- _Recorded information_
------------
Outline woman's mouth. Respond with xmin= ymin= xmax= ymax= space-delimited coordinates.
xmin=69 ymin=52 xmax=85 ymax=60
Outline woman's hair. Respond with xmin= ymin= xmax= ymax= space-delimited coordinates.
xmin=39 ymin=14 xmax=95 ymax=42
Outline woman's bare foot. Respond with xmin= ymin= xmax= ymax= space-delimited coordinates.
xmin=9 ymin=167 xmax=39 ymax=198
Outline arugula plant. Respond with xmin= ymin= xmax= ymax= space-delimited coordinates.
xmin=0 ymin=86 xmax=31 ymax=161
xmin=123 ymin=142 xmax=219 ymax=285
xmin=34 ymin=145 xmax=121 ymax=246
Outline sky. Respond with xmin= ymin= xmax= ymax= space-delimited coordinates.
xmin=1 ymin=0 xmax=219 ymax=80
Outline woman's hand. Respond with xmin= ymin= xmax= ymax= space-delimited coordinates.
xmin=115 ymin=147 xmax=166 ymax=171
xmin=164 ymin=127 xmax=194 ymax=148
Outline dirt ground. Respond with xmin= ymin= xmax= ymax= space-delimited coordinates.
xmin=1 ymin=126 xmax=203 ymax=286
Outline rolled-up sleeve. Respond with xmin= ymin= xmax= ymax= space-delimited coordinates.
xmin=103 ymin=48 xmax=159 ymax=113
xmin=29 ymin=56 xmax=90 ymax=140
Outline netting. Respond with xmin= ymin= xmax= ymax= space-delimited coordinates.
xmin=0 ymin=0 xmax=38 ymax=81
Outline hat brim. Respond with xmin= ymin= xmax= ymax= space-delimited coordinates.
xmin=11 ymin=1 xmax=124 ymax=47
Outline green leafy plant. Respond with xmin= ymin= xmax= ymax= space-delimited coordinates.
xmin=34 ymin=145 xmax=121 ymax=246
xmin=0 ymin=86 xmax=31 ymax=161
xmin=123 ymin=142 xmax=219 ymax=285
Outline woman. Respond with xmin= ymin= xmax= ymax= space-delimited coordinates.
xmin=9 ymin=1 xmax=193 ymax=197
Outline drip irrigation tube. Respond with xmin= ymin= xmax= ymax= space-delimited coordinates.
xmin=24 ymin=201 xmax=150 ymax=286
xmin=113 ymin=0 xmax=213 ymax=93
------------
- _Work instructions_
Output the records from the line containing "Outline hat brim." through the line containing "xmin=9 ymin=1 xmax=193 ymax=197" as a Markdown table, omitting blank lines. Number the rows in a column headed No and put each line in a column headed Line.

- _Result of this exercise_
| No | Line |
|---|---|
| 1 | Outline hat brim. Respond with xmin= ymin= xmax= ymax= space-delimited coordinates. |
| 2 | xmin=11 ymin=1 xmax=124 ymax=47 |
| 3 | Outline green leafy plant. Respond with xmin= ymin= xmax= ymax= space-delimited coordinates. |
| 4 | xmin=34 ymin=145 xmax=121 ymax=246 |
| 5 | xmin=0 ymin=86 xmax=31 ymax=161 |
| 6 | xmin=123 ymin=142 xmax=219 ymax=285 |
| 7 | Outline woman. Respond with xmin= ymin= xmax= ymax= space-delimited coordinates. |
| 8 | xmin=9 ymin=1 xmax=193 ymax=197 |